▸ Problem
Filter the items below and copy every line that contains the word "hair". Case counts.

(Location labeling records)
==========
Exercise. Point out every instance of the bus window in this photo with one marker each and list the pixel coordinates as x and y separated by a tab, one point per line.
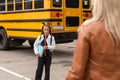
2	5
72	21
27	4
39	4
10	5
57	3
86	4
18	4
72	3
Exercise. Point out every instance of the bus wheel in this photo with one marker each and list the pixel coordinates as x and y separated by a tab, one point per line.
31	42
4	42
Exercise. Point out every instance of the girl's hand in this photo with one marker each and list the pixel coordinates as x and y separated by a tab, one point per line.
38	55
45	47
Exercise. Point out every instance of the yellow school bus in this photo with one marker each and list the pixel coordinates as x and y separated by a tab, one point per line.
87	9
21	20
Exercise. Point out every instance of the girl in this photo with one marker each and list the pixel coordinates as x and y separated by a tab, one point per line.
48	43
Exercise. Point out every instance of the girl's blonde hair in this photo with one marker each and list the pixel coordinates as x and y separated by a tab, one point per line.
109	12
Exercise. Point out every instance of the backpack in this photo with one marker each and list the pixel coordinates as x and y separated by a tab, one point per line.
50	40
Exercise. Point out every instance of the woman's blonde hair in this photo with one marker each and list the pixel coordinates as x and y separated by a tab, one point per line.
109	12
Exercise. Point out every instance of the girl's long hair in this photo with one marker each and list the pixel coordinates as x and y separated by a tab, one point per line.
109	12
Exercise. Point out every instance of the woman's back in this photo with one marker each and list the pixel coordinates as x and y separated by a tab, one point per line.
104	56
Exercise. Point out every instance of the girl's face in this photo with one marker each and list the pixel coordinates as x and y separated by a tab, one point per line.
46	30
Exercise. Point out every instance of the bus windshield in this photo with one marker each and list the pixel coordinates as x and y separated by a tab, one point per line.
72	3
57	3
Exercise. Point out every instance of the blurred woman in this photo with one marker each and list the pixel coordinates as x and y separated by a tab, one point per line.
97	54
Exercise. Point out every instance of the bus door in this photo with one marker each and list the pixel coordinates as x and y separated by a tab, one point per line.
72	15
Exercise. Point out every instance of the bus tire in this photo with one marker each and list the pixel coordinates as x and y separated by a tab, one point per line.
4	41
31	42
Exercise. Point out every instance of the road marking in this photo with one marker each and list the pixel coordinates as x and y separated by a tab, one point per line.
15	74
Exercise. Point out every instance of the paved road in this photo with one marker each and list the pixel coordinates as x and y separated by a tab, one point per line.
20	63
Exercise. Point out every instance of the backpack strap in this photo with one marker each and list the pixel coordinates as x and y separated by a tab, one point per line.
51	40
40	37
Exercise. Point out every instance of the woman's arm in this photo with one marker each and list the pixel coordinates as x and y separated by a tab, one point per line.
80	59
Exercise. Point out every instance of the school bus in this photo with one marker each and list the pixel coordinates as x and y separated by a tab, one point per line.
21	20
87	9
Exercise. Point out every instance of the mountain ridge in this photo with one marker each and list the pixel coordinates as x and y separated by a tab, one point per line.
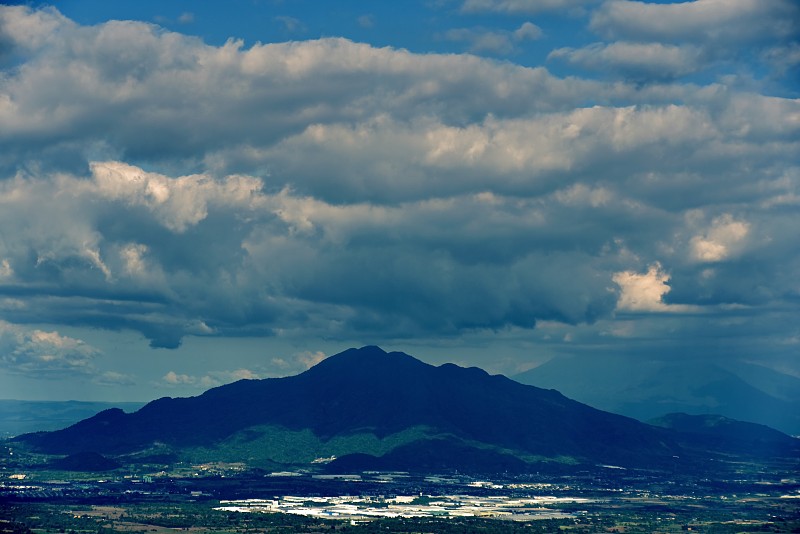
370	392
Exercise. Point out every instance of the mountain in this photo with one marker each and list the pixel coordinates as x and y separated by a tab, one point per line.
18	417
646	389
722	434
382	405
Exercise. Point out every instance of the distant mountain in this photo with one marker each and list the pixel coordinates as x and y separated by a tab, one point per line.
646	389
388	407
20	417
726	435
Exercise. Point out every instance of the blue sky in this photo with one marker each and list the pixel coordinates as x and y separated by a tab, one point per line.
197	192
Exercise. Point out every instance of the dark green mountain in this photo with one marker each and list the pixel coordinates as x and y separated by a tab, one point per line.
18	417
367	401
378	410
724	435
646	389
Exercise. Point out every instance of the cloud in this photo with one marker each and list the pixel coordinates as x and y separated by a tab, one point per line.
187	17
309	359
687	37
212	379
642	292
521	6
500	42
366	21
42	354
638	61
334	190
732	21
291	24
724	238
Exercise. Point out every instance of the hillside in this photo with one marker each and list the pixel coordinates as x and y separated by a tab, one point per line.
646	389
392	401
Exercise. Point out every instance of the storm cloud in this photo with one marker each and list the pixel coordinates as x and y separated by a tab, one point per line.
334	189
==========
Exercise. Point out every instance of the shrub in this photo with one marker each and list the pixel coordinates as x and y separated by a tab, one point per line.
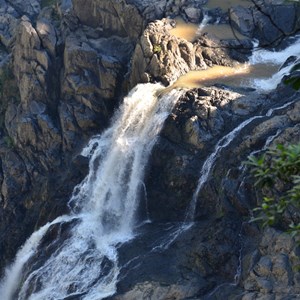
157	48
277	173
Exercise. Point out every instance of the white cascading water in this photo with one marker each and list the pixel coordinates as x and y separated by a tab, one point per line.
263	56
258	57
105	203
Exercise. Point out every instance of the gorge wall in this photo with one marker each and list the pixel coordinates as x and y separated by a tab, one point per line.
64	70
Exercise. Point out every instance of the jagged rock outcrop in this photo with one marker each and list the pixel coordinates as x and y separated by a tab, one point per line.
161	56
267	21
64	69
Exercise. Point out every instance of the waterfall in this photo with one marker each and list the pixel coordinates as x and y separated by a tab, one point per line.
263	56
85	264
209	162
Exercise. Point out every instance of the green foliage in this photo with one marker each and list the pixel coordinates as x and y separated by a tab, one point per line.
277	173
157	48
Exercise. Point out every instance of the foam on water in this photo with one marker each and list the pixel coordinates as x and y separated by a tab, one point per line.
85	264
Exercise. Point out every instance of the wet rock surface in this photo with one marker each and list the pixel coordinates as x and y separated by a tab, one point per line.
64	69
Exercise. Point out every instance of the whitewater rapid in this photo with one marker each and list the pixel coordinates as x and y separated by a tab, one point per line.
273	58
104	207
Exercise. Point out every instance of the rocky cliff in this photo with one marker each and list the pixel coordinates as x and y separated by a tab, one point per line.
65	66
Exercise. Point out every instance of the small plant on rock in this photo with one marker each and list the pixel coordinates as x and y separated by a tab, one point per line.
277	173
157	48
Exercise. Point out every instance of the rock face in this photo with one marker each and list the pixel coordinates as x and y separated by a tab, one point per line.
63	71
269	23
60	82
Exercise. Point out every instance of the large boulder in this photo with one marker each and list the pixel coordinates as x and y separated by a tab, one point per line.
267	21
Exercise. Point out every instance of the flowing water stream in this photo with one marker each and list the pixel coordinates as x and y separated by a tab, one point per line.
==========
▸ Exercise result
Exercise. Point out every instance of the girl's blonde hair in this photo with one marker each and list the pixel coordinates as x and y separated by a tab, one point per line.
Exercise. Point out every instance of the woman's blonde hair in this photo with one marker each and list the pixel coordinates as x and y separated by a tab, one point per line.
Exercise. Point out every instance of the girl's long hair in this photo with one marker each and list the pixel coordinates as x and y separated by a tab, one point per line.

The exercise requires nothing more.